## [Directions for this task]
Retype every line of the records below without changing a single character.
── Extracted material ──
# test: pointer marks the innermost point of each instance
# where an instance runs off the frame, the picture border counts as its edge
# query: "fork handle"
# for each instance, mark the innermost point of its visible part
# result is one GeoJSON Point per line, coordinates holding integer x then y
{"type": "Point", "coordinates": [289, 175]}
───
## [Result of this task]
# test: pointer marks the innermost point of each instance
# where an instance runs off the frame, the picture border counts as its edge
# query: "fork handle"
# for each instance, mark the innermost point of its visible part
# result is one GeoJSON Point per line, coordinates holding integer x then y
{"type": "Point", "coordinates": [289, 175]}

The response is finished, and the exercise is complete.